Rewrite the lines below, swapping every "Ground" for "Locate" and keeping all other text the same.
**** Data extract
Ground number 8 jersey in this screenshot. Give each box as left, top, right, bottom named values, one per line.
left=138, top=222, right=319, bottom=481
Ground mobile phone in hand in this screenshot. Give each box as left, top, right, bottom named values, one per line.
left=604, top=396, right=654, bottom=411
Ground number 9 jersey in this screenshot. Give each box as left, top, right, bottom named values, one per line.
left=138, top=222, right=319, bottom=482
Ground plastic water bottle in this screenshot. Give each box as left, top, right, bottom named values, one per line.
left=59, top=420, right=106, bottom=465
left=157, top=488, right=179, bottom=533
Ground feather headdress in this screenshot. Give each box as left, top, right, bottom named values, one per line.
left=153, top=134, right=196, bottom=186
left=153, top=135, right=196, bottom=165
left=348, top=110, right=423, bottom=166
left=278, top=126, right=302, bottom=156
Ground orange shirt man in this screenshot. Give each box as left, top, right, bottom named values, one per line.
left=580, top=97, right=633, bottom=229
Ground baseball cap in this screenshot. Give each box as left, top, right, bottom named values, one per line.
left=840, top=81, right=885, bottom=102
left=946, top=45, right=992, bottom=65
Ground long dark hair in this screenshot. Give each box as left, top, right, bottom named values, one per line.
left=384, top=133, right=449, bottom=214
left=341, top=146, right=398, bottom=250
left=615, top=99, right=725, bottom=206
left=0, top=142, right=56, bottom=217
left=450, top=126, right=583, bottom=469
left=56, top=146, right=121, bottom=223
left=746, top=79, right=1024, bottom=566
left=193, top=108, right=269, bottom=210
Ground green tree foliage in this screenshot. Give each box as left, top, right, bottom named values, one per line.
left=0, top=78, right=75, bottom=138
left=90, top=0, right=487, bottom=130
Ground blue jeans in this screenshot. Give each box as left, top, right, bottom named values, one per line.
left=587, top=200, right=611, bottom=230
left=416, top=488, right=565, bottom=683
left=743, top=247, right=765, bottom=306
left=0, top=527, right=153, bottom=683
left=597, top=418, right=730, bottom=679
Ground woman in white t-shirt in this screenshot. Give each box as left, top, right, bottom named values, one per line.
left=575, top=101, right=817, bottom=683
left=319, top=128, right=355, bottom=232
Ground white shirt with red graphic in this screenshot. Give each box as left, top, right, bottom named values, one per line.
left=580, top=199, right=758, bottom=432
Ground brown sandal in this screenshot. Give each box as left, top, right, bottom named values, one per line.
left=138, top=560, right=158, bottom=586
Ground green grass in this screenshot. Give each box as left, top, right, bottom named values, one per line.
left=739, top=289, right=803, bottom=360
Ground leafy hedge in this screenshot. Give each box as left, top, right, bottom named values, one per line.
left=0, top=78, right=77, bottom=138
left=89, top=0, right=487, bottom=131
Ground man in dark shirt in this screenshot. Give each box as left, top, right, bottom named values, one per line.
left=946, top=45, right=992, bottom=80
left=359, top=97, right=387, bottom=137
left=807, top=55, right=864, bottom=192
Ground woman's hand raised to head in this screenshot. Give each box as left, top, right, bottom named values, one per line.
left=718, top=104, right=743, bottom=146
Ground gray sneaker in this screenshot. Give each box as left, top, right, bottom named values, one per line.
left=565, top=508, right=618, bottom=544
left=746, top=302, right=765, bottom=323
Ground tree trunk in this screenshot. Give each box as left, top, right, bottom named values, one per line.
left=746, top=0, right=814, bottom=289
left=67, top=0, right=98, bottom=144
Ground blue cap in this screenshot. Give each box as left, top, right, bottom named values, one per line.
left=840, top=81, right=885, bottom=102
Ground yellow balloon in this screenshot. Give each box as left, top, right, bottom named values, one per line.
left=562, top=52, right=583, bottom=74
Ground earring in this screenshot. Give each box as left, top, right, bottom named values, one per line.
********
- _Task output_:
Locate number 8 jersey in this screenshot. Give each box as left, top, right, bottom named values, one per line.
left=138, top=222, right=319, bottom=481
Locate mobile phone in hand in this screenshot. Give each box as left, top, right, bottom named values, one per line.
left=604, top=396, right=654, bottom=411
Locate number 9 jersey in this screenshot. Give each box as left, top, right, bottom named values, one per line.
left=138, top=222, right=319, bottom=482
Locate plastic water bottle in this screenshot. Give each box as left, top, right, bottom named values, one per line.
left=59, top=420, right=106, bottom=465
left=157, top=488, right=179, bottom=533
Locate feather headdress in this screenshot. Give each box as left, top, right, bottom named values, one per line.
left=153, top=134, right=196, bottom=186
left=153, top=135, right=196, bottom=165
left=348, top=110, right=423, bottom=166
left=278, top=126, right=302, bottom=156
Locate orange shirt man in this screenshot. Give each box as left, top, right, bottom named values, one per line.
left=580, top=97, right=633, bottom=229
Locate baseball cap in this screenshot. Give each box as left, top, right, bottom named values, one per line.
left=840, top=81, right=885, bottom=102
left=946, top=45, right=992, bottom=65
Locate long dark hair in this screenshot. Give each box as left, top, right, bottom named values, one per line.
left=384, top=133, right=449, bottom=214
left=341, top=146, right=398, bottom=250
left=615, top=99, right=725, bottom=206
left=0, top=142, right=56, bottom=217
left=450, top=126, right=583, bottom=469
left=56, top=146, right=121, bottom=223
left=746, top=79, right=1024, bottom=566
left=193, top=108, right=269, bottom=210
Locate green tree foliage in this screenshot. Give each box as left, top, right, bottom named values, one per line.
left=0, top=78, right=75, bottom=138
left=90, top=0, right=487, bottom=130
Locate blue jeans in this screenshot. Give each box as left, top, right, bottom named values, one per line.
left=587, top=200, right=611, bottom=230
left=416, top=488, right=565, bottom=683
left=743, top=247, right=765, bottom=306
left=0, top=527, right=153, bottom=683
left=597, top=418, right=730, bottom=679
Locate woman in white t-shirt in this screenshot. Give each box as left, top, right, bottom named values, one per line.
left=575, top=101, right=817, bottom=683
left=319, top=128, right=355, bottom=232
Locate white shirt with red graphic in this screenshot. Give each box as left, top, right, bottom named values, one per line.
left=580, top=199, right=758, bottom=432
Locate brown sandal in this screenshot. Give each box as left, top, right, bottom named values, one per line.
left=138, top=560, right=158, bottom=586
Locate green grass in this screenshot. Give each box as left, top, right, bottom named values, one per line.
left=739, top=289, right=803, bottom=360
Locate leafy hedge in this screenshot. Give each box as left, top, right, bottom named values, one per line.
left=0, top=78, right=77, bottom=138
left=89, top=0, right=487, bottom=131
Locate man in dark shirt in this screenshot. Give each box as left, top, right, bottom named values, one per line.
left=946, top=45, right=992, bottom=80
left=359, top=97, right=387, bottom=137
left=807, top=55, right=864, bottom=192
Locate woman's hand raised to head in this screenshot. Give each box as left, top, right, bottom named values, one per line.
left=718, top=104, right=743, bottom=146
Locate gray sneaker in this screenshot. Give each box as left, top, right, bottom named values, one per line.
left=565, top=508, right=618, bottom=544
left=746, top=302, right=765, bottom=323
Locate tree trunk in this screenshot. Give each box as left, top, right, bottom named values, one per line.
left=746, top=0, right=814, bottom=289
left=67, top=0, right=98, bottom=144
Locate blue cap in this screenshot. Give each box as left, top, right, bottom named values, one per line.
left=840, top=81, right=885, bottom=102
Locate yellow balloon in this screenshot. Give each box as left, top, right, bottom named values, one per line.
left=562, top=52, right=583, bottom=74
Locate earring in this screenshot. Give each box as left, top, right, bottom named values, one per line.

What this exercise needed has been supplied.